§ **Short task**: Restate the entire listing word for word.

§ **Given data**:
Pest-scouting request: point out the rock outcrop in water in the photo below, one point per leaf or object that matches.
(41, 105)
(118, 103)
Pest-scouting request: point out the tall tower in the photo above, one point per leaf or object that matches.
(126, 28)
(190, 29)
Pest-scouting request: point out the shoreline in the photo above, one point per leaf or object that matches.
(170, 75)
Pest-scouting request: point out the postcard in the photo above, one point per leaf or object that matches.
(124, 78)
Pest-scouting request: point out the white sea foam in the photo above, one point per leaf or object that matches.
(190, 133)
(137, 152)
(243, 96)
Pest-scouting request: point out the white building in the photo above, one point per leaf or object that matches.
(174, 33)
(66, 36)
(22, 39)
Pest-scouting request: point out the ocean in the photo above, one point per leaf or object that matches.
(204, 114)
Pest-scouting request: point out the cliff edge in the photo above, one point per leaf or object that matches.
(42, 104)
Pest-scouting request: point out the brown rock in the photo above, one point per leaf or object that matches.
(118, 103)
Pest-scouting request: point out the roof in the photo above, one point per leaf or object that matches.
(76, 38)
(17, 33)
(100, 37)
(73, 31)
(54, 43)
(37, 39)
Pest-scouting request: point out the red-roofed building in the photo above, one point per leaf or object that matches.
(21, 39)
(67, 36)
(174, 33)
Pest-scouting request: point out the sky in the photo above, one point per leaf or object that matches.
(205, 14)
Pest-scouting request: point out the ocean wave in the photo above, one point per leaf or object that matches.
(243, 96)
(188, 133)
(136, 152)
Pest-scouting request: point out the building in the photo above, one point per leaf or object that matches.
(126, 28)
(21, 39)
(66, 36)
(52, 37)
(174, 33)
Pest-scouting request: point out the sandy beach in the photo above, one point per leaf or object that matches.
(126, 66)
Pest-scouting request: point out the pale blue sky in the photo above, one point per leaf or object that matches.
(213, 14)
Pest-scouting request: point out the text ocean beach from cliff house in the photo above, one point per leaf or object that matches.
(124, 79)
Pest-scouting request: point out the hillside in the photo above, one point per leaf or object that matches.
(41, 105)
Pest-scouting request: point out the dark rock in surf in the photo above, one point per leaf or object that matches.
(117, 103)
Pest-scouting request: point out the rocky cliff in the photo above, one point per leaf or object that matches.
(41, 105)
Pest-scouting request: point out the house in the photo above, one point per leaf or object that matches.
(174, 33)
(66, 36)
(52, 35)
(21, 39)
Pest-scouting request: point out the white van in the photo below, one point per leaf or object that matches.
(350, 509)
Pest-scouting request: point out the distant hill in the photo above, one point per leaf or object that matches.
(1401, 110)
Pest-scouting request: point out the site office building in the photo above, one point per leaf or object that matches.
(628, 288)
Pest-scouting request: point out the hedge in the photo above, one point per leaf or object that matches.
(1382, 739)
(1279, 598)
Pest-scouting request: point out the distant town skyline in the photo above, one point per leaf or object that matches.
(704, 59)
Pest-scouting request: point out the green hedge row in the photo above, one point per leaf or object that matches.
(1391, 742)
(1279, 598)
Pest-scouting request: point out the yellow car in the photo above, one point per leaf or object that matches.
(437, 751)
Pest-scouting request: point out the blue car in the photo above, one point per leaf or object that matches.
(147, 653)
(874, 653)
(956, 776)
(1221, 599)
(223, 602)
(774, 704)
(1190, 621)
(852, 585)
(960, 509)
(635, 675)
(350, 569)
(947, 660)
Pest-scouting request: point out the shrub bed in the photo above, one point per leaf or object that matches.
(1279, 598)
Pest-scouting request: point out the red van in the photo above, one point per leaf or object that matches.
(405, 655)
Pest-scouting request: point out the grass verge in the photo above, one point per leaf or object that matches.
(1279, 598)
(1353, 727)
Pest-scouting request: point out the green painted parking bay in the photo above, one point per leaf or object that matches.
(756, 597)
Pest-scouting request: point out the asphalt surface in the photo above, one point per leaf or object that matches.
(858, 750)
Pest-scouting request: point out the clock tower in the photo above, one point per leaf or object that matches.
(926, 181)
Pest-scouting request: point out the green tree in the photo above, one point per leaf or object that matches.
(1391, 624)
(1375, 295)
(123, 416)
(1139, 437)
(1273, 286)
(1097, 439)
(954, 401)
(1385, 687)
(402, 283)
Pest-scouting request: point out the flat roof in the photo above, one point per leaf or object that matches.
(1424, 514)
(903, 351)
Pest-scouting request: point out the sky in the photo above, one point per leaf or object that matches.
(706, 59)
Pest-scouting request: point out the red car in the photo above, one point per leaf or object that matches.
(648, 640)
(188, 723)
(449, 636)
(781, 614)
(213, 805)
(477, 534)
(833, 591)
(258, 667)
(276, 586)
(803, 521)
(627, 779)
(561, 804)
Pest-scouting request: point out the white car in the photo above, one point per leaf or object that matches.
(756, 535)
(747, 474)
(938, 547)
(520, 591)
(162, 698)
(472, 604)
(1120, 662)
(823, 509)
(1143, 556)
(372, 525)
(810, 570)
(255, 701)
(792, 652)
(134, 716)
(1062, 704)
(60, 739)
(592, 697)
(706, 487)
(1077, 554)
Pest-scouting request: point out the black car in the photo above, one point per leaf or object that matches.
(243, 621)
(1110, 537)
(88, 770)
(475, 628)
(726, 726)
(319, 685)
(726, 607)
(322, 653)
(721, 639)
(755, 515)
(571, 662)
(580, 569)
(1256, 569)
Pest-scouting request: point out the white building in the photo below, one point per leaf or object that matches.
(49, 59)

§ **Result of this exercise**:
Pest-scouting request: point out the rock outcrop in water in the photo below, one point per leaf or object that matches.
(41, 105)
(118, 103)
Pest-scouting request: point out the tall tower in the photo above, one point per leaf or object that matches.
(126, 28)
(190, 29)
Pest-scouting request: point out the shoreline in the photo above, one point per leaf or object that matches.
(170, 75)
Pest-scouting request: point out the postcard in the photo above, one point per leaf or object that matches.
(124, 78)
Pest-scouting request: point out the white sea foam in the photo above, one point per leaf or object that matches.
(190, 133)
(137, 152)
(243, 96)
Pest-scouting request: point out the white building in the photo above, one point per leaf or object that matches.
(174, 33)
(66, 36)
(22, 39)
Pest-scouting request: point out the ocean in the photo above, one point per leaf or object that matches.
(204, 114)
Pest-scouting request: point out the cliff edge in the photo above, one point per leaf or object that matches.
(42, 104)
Pest-scouting request: point out the brown rock in the photo above, one point per leaf or object that matches.
(118, 103)
Pest-scouting request: point out the roof in the photo above, one point per leaf or object that matches.
(76, 38)
(17, 33)
(100, 37)
(73, 31)
(54, 43)
(37, 39)
Pest-scouting request: point out the red-roofed building in the photo above, one point per leaf or object that matches.
(21, 39)
(67, 36)
(174, 33)
Pest-scouting request: point out the sky in the photo above, one point per leaf or object that matches.
(205, 14)
Pest-scouting request: point out the ocean wave in the photo above, one point per leaf or object that matches.
(243, 96)
(188, 133)
(136, 152)
Pest-scouting request: point out the building in the photo above, one point per leaf or object that matches.
(126, 28)
(21, 39)
(66, 36)
(52, 37)
(174, 33)
Pest-scouting request: point out the sandy beach in the photo above, one point per leaf or object that matches.
(126, 66)
Pest-scouting request: point out the pale blue sky in the photo above, one point per leaf or object that matches.
(213, 14)
Pest-scouting request: point out the text ocean beach from cliff house in the photo above, one point per leaf or object that matches.
(124, 79)
Pest-scouting request: point out the hillside in the photo above, one point per leaf or object that matches.
(41, 105)
Pest-scouting request: point out the dark rock in surf in the photo above, one point per leaf or object that matches.
(117, 103)
Pest-scouting request: point out the rocky cliff in the photo above, one point per leaf or object that matches.
(41, 105)
Pest-scouting request: point out the house in the photo above, one point per leaf or object that matches.
(174, 33)
(66, 36)
(52, 35)
(21, 39)
Pest-scouting request: point out the white van in the photo below, one point per leaf or object that matches.
(350, 509)
Pest-scouting request: point out the distant hill in the photo above, one point per leaf or object that matches.
(1401, 110)
Pest-scouting request: point out the site office building in the photo above, one point per leaf or object that matches.
(628, 288)
Pest-scouting request: point out the hedge in the photo above, one point per leaf or object that matches.
(1382, 739)
(1279, 598)
Pest-scouting request: point out the distant town skyline in the photo above, one point per leaf or object that matches.
(704, 59)
Pest-scouting request: point out the green hedge row in the photo above, one point per leaf or object that matches.
(1391, 742)
(1279, 598)
Pest-scouting request: point out the yellow car in the photo above, one point per leaf or object that matches.
(437, 751)
Pest-scouting request: point out the blue car in the photo above, one point per leaf or object that matches.
(147, 653)
(874, 653)
(956, 776)
(1221, 599)
(223, 602)
(774, 704)
(1190, 621)
(852, 585)
(960, 509)
(635, 675)
(350, 569)
(947, 660)
Pest-scouting request: point out the shrub bed in the photo above, one point per leaf or object that matches.
(1279, 598)
Pest-scouting request: point out the red van in the photo above, one point per leaf or object that matches.
(405, 655)
Pest-scouting request: point out the grass verge in the photo above, one point per leaf or object that matches.
(1279, 598)
(1353, 727)
Pest-scouting request: point out the green painted parking bay in the photo above, one point per leaf or object that matches.
(756, 597)
Pest-scouting request: point out the asphalt surface in the photo above, one point per leaf or object that matches.
(858, 750)
Pest-scouting request: point out the clock tower in the photo above, one point per leaf or object that matches.
(926, 181)
Pest-scouting request: point out the green tree in the photo above, one point per leaf or object that matches.
(1391, 624)
(1375, 295)
(123, 416)
(1139, 437)
(1273, 286)
(1097, 439)
(954, 401)
(1385, 687)
(402, 283)
Pest-scouting request: point out the flat roof in the photo above, one point per leaf or object that matches.
(1424, 514)
(903, 351)
Pest-scouting request: point out the sky in the photo above, one point per leaf or object that matches.
(706, 59)
Pest-scouting request: point out the red car in the photo above, one point per leaf or object that matches.
(648, 640)
(188, 723)
(449, 636)
(781, 614)
(213, 805)
(477, 534)
(833, 591)
(258, 667)
(276, 586)
(803, 521)
(627, 779)
(561, 804)
Pest-scouting request: point out the white car in the photo above, one point per leaf or object that matches.
(756, 535)
(747, 474)
(938, 547)
(520, 591)
(162, 698)
(472, 604)
(1120, 662)
(823, 509)
(1143, 556)
(372, 525)
(810, 570)
(255, 701)
(792, 652)
(134, 716)
(1062, 704)
(60, 739)
(592, 697)
(706, 487)
(1077, 554)
Pest-scouting request: point out the black car in the photo above, one point per leaf or object that matches.
(243, 621)
(1110, 537)
(88, 770)
(475, 628)
(726, 726)
(319, 685)
(726, 607)
(322, 653)
(721, 639)
(755, 515)
(571, 662)
(580, 569)
(1256, 569)
Pest-scouting request: point out the white building in the photo below, one point per leaf or object that matches.
(49, 59)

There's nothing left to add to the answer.